> _Supplied material_:

┄┄┄┄┄┄

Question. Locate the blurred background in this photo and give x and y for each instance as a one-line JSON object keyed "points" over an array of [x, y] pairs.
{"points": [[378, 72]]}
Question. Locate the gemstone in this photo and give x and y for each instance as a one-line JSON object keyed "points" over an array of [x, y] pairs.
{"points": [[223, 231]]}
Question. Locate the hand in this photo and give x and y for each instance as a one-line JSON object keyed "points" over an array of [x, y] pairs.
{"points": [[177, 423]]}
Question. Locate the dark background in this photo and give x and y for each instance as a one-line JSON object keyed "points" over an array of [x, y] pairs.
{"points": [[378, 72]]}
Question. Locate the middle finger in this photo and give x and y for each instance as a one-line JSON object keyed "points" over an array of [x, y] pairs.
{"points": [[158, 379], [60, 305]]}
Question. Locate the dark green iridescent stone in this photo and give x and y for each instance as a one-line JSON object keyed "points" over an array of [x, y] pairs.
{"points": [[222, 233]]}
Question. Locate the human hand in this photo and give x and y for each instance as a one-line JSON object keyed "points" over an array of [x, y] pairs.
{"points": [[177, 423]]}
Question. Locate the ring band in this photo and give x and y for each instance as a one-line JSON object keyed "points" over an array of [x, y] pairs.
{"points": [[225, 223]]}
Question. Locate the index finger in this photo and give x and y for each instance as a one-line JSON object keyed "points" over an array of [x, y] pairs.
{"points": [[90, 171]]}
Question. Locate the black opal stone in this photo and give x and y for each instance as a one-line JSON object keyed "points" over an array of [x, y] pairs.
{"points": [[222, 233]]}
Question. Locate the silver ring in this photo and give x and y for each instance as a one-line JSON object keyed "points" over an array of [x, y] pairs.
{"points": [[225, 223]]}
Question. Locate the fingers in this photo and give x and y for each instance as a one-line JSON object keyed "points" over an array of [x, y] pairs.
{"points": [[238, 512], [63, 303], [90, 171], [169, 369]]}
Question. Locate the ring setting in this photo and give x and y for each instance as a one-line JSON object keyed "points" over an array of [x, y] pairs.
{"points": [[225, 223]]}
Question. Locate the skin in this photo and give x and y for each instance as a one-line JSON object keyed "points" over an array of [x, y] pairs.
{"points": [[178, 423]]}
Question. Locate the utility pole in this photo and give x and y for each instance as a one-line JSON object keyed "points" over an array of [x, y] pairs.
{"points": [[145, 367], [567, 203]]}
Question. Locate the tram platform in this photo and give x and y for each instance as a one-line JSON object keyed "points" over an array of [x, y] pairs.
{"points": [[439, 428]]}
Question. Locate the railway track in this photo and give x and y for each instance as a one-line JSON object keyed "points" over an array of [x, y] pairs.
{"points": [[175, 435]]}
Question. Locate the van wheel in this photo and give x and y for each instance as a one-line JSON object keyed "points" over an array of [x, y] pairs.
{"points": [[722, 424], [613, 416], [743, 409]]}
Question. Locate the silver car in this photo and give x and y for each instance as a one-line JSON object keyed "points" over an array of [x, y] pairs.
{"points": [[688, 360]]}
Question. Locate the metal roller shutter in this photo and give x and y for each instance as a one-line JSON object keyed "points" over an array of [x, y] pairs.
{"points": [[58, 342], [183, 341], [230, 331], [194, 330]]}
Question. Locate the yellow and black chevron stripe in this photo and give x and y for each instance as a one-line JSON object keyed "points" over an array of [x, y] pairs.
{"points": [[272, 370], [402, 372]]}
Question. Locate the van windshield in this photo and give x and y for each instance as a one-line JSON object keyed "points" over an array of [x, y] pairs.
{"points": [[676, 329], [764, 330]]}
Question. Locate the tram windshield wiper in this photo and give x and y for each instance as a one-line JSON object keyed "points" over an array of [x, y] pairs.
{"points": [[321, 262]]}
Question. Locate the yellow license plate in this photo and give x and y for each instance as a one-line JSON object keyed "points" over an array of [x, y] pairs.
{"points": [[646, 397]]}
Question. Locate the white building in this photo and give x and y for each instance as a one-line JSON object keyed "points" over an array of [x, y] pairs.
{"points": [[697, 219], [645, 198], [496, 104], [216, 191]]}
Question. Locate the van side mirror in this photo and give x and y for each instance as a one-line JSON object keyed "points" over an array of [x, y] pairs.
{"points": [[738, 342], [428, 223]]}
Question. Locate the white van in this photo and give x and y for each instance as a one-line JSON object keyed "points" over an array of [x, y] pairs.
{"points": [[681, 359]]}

┄┄┄┄┄┄

> _Aim of the exercise_: Every line from the one holding "Question. Locate the white building" through the final line of the listing must be echoed exactly; leave out all other lines.

> _Solved problem_:
Question. Locate the white building in this photo and give x and y for each instance as a one-line JSON object keyed "points" over an array of [x, y] pairs.
{"points": [[697, 219], [645, 198], [496, 104], [216, 191]]}
Question. Locate the van side mirror in this photo and give x and y for each instance as a one-line JSON object keyed "points" over an array of [x, y] pairs.
{"points": [[738, 342], [428, 223]]}
Question. Locate the white van in this photo and give x and y for each instance as a one-line JSON object keyed "points" over an array of [x, y] pairs.
{"points": [[681, 359]]}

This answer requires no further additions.